> [APPLY WHAT YOU READ]
**A.** Please list every platform space that the passage on the 1BFS expo names.
**B.** Pick up the passage on the 1BFS expo after its final headline item and keep writing it.

> [SUPPLIED PASSAGE]
★ ★ ★

As the first-ever expo to gather all social media platforms in one place, 1BFS offers access to all these creativity-inspiring spaces (and more!):

  • Instagram Space: Dive into the latest tools and trends for content creation

  • LinkedIn Space: Network with professionals and learn how to grow your

  • personal brand

  • Meta Space: Experience cutting-edge innovations in VR and AR

  • TikTok Space: Get insights into short-form video success and viral strategies

  • X Space: Learn how to leverage trends and real-time conversations

  • YouTube Space: Master long-form video creation and audience engagement

  • Snapchat Space: Explore creative storytelling and immersive digital experiences

  • Thamaneya Space: Discover a media platform celebrating culture, knowledge, and storytelling.

Still have room in your itinerary?

After uncovering the secrets behind the world’s top platforms, attendees will have a chance to stop by book signings with Simon Squibb (January 11 at 5 PM) and Prajakta Koli (January 12 at 5 PM).

HEADLINES IN BRIEF 📰

  • Thanks in part to the launch and rapid growth of Cristiano Ronaldo’s YouTube channel, soccer creators across the globe are raking in millions of subscribers. (Tubefilter)

  • RHEI Data Pro is a new monetization platform that pays creators who license their videos as training material for generative AI models. (Tubefilter) 

  • After launching original podcasts helmed by creators, Alex Cooper’s Unwell Network is moving into acquisitions by picking up a pair of true crime shows. (The Hollywood Reporter)

★ ★ ★

> [RECORDED DATA]
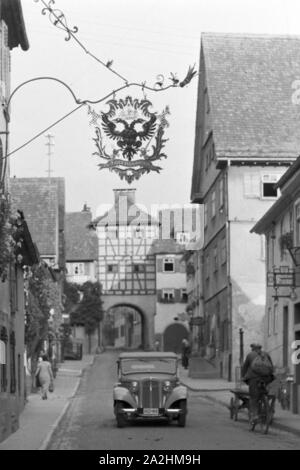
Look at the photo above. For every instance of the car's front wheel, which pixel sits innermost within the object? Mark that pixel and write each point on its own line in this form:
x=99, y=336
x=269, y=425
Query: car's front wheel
x=120, y=416
x=183, y=412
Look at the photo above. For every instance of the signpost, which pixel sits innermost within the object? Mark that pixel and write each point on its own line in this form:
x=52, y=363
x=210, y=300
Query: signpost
x=284, y=276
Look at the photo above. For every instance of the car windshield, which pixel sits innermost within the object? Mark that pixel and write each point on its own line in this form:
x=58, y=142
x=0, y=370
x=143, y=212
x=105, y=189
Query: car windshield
x=151, y=365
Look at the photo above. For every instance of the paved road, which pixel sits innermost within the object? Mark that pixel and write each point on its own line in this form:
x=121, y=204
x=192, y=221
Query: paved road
x=90, y=424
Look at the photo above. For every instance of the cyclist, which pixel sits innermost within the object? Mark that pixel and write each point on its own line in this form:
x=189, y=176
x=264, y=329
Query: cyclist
x=257, y=368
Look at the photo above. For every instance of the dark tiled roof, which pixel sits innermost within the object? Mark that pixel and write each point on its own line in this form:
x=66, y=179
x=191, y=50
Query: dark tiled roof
x=43, y=207
x=249, y=83
x=125, y=215
x=11, y=12
x=166, y=246
x=81, y=242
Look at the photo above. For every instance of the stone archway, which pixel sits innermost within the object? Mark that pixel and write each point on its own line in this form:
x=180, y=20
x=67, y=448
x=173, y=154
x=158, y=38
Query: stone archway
x=122, y=328
x=173, y=336
x=144, y=305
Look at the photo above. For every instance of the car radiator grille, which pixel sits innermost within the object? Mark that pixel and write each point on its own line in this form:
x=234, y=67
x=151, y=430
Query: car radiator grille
x=151, y=396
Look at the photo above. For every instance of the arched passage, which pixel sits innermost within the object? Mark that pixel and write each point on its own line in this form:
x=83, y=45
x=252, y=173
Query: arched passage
x=143, y=305
x=173, y=336
x=123, y=327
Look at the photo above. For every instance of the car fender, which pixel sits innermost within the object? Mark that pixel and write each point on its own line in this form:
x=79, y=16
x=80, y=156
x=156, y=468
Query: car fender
x=123, y=394
x=178, y=393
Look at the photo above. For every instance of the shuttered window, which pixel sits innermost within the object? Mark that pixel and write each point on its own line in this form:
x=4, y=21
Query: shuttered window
x=251, y=185
x=5, y=62
x=3, y=362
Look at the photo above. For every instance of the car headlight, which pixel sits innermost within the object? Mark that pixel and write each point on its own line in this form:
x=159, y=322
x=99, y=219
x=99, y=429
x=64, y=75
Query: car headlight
x=167, y=386
x=134, y=386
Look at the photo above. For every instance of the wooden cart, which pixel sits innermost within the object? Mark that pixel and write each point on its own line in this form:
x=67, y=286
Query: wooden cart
x=240, y=401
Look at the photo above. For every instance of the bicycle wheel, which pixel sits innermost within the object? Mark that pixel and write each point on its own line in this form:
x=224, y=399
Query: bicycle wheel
x=265, y=414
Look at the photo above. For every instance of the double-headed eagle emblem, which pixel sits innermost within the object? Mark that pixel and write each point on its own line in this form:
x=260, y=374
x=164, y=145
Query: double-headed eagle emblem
x=130, y=138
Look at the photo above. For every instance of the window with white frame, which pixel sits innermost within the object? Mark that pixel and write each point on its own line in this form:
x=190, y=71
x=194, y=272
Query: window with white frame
x=297, y=224
x=78, y=269
x=182, y=237
x=221, y=194
x=213, y=204
x=2, y=352
x=268, y=189
x=184, y=296
x=168, y=295
x=269, y=321
x=262, y=248
x=168, y=265
x=215, y=258
x=112, y=268
x=251, y=185
x=275, y=319
x=223, y=251
x=207, y=266
x=205, y=214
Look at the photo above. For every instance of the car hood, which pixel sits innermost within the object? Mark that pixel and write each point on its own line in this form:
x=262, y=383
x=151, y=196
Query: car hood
x=141, y=377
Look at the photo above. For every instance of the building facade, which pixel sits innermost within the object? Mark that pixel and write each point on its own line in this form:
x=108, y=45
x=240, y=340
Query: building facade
x=171, y=320
x=281, y=228
x=81, y=265
x=126, y=266
x=194, y=287
x=244, y=142
x=12, y=380
x=42, y=200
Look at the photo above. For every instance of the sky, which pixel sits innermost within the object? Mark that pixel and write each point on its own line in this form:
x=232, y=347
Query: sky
x=144, y=38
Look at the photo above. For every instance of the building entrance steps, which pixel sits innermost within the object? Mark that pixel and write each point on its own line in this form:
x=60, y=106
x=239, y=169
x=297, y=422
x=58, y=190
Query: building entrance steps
x=218, y=391
x=41, y=417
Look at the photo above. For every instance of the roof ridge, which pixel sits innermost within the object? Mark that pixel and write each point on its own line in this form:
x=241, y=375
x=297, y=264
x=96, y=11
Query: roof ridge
x=250, y=35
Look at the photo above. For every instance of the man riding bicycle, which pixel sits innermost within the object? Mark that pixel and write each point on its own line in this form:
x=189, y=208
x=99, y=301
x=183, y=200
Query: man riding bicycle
x=257, y=368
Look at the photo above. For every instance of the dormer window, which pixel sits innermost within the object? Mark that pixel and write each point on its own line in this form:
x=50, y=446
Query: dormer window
x=168, y=265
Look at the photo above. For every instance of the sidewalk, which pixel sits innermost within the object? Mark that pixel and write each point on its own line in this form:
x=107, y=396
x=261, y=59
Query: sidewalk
x=218, y=391
x=40, y=417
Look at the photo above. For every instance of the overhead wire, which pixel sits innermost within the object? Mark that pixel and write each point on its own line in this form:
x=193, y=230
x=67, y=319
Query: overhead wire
x=58, y=19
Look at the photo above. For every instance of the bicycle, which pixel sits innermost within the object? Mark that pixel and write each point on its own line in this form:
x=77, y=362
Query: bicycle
x=265, y=409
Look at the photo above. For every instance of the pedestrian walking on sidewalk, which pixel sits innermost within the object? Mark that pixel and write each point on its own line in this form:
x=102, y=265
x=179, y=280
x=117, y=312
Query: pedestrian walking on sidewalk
x=257, y=367
x=185, y=353
x=45, y=375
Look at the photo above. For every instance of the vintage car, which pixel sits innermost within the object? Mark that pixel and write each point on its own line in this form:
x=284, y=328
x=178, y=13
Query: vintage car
x=149, y=388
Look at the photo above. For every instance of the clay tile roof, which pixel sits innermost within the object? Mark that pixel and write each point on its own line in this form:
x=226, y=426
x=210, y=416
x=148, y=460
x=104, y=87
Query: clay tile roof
x=43, y=207
x=250, y=88
x=81, y=242
x=166, y=247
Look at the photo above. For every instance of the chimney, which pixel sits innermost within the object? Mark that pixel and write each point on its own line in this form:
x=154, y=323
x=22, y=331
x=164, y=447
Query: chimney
x=125, y=193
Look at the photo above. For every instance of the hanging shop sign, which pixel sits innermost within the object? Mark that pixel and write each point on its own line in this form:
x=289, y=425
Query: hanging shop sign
x=129, y=137
x=281, y=277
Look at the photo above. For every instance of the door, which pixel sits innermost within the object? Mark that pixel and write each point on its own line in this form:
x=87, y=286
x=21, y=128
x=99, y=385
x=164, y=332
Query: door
x=173, y=336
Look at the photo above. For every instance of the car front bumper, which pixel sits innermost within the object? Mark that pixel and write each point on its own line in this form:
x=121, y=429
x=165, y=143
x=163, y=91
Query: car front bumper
x=161, y=413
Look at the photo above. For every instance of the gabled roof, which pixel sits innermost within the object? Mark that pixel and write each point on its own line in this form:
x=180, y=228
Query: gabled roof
x=289, y=183
x=11, y=13
x=42, y=202
x=166, y=247
x=250, y=80
x=81, y=242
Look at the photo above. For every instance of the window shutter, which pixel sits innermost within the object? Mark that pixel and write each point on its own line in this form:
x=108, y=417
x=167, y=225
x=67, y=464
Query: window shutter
x=177, y=295
x=251, y=185
x=159, y=265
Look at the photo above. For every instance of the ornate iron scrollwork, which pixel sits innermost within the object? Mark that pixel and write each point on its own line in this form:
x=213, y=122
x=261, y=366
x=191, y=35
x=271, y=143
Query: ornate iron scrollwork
x=57, y=18
x=130, y=128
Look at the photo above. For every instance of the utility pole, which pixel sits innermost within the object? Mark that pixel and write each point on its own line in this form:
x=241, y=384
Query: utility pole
x=49, y=144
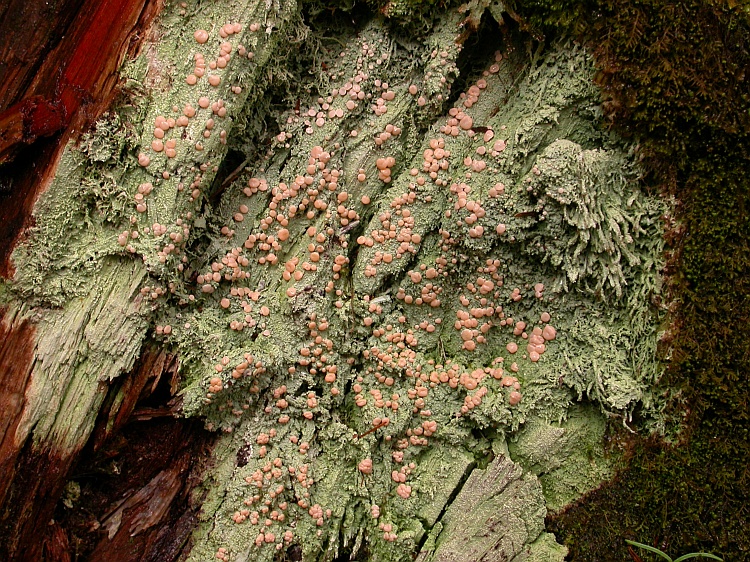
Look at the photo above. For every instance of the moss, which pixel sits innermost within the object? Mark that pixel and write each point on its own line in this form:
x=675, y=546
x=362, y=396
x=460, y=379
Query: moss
x=303, y=321
x=671, y=77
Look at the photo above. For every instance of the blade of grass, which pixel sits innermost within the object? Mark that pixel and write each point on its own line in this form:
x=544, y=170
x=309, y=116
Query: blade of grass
x=650, y=549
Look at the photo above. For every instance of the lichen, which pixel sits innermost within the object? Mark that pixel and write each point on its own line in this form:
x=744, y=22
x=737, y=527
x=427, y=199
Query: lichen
x=376, y=300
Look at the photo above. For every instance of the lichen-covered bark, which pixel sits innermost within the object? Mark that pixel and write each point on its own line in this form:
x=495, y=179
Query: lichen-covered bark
x=396, y=283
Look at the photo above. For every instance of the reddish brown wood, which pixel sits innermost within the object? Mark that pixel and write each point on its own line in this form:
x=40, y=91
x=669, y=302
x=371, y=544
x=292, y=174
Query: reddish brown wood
x=16, y=361
x=74, y=81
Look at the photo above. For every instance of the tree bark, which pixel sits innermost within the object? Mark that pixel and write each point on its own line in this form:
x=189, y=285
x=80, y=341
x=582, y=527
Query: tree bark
x=367, y=251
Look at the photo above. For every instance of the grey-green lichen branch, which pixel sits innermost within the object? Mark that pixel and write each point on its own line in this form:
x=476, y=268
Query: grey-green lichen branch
x=400, y=289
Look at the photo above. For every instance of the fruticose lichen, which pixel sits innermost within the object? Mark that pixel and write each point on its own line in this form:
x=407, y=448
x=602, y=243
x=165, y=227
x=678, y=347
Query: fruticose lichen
x=398, y=280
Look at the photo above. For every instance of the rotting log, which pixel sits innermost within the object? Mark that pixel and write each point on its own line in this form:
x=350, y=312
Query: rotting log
x=377, y=258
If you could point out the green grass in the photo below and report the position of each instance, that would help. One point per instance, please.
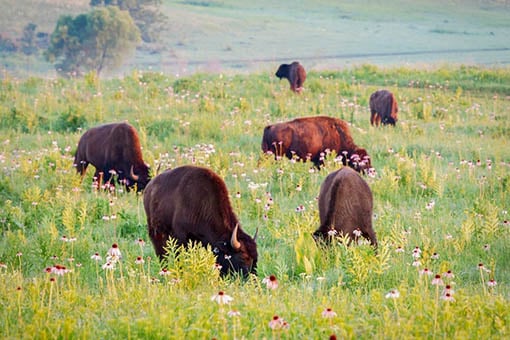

★ ★ ★

> [EXERCISE ANSWERS]
**A.** Instagram Space, LinkedIn Space, Meta Space, TikTok Space, X Space, YouTube Space, Snapchat Space, Thamaneya Space

**B.**
  • Veteran Minecraft creator DanTDM is the host of a new Classic FM show that will dive into the world of video game music. (Classic FM)

TEEING OFF

The number of PGA Tour events for creators will go from one to three in 2025

Mark your calendars: A new stop on the PGA Tour is getting thrice as big in the coming year. After putting on the first Creator Classic in 2024, North America's leading golf organization is upping the ante with a trio of influencer tournaments over the next 12 months.

With Creator Classics set to tee off in Philadelphia, Atlanta, and Jacksonville, the PGA Tour is poised to ride a wave that has made golf one of the more popular sports on social media. The trio of events will boast powerful distributors, including Peacock, YouTube, and ESPN+.

The context: Golf creators like Bob Does Sports and Luke Kwon (the winner of the 2024 Creator Classic) have become the new faces of the sport, injecting youth and energy into a pastime that could use a little rejuvenation. Links man Grant Horvat showed how far golf creators have come when he collaborated with Tiger Woods in a YouTube video that got more than one million views in its first day of activity.

At major events on the PGA calendar — the Tour Championship, the Players Championship, and the Truist Championship — those YouTube and Instagram stars will get to share the spotlight with golf’s top pros. The first of those Creator Classics, tied to the Players Championship, will tee off in March.

Technical difficulties: The PGA Tour is hoping that a little youth and excitement can help it stave off a challenge from the rising LIV Golf circuit. But can it modernize its product enough to attract that audience?

The creators behind leading golf channel Good Good have their doubts. Co-Founder Garrett Clark told The Guardian that the first iteration of the Creator Classic “missed what made us special” while Creative Producer Max Putnam called for innovations like “Cart Cam” and mic’d-up players. Take note, PGA.

WATCH THIS 📺

Is “ethical family vlog” an oxymoron? Shari Franke thinks so.

The video: Franke has been doing the rounds to support the launch of her memoir The House of My Mother, which details the abuse she and her siblings faced at the hands of their mother — family vlogger Ruby Franke and her business partner Jodi Hildebrant. In an interview with Good Morning America, Shari said “for me, forgiveness would look like not letting that consume every moment of my life.”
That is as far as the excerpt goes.